> _TASK LIST_:
(a) According to the anatomy passage, what did William Cheselden use for his Osteographia in 1733?
(b) List every book or painting named by title in the anatomy passage.

> _TEXT PROVIDED_:
Portrait of Govard Bidloo drawn by Gérard de Lairesse, from Anatomia humani corporis, Bidloo (1685).

Nowhere is this clearer than in Rembrandt’s Anatomy of Dr Tulp (Fig. 17), the most dramatic of the series of Dutch surgeons undertaken for their guild premises. There has been much discussion on ‘errors’ in Rembrandt’s depiction, but, allowing for the fact that it is a boldly painted image and not a diagrammatic illustration, it serves as an effective representation of the dissected arm. (For the other paintings in the series, see Kemp & Wallace, 2000; for Rembrandt’s Tulp, see Schupbach, 1982). The air, like that of Vesalius’s frontispiece, is one of awe. A cluster of Tulp’s fellow surgeons react with contrived amazement at his revelation of the mechanism of the hand. This does not reflect the standard order of dissection, which began with the soft internal organs. Tulp has consciously chosen the hand as ‘the instrument of instruments’, to quote Aristotle (Kemp, 2000). Specifically he is dealing with the mechanism of the fingers and thumb. The extraordinary device of the interpenetration of the flexor tendons in the hand – extolled by Galen – is conspicuously evident. As a pioneer of the study of primates, Tulp would have understood that the precision grip facilitated by the opposition of thumb and forefinger was a crucial feature that distinguished humans from the homo silvestris (the ‘wild man of the woods’ or orangutan) (Tulp, 1641; see Corbey, 2005, pp. 38–40; and Kemp, 2007, pp. 137–8) (it is likely that Tulp’s homo silvestris was a chimpanzee). For Tulp, as for his predecessors, anatomy was a philosophical science, not merely a body of technical knowledge for the surgeon.

Fig. 17.

Fig. 17

Anatomy of Dr Tulp, Rembrandt (1632), The Hague, Maristhuis. For a larger version of this image, see Ingham, this issue (2010).

The unvarnished truth, as large as life

In the 18th century, the powerful empiricism that dominated British scientific thought found specific expression in anatomy in what can be regarded a ‘proto-photographic’ method. It involved particular processes and methods of depiction designed to guarantee objectivity and clarity. Its first manifestation was William Cheselden’s use of a camera obscura for his Osteographia in 1733 (Fig. 18) (Cheselden, 1733; see Kemp, 1993; for Chesleden and artists, see Bignamini & Postle, 1991).

Stored data entries
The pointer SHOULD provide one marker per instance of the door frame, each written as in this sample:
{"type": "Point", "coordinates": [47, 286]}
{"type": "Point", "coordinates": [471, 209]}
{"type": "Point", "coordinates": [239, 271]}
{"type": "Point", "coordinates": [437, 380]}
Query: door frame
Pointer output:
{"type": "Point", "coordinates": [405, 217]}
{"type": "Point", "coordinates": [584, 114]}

> _RESPONSES BY ITEM NUMBER_:
(a) A camera obscura

(b) Anatomia humani corporis, Anatomy of Dr Tulp, Osteographia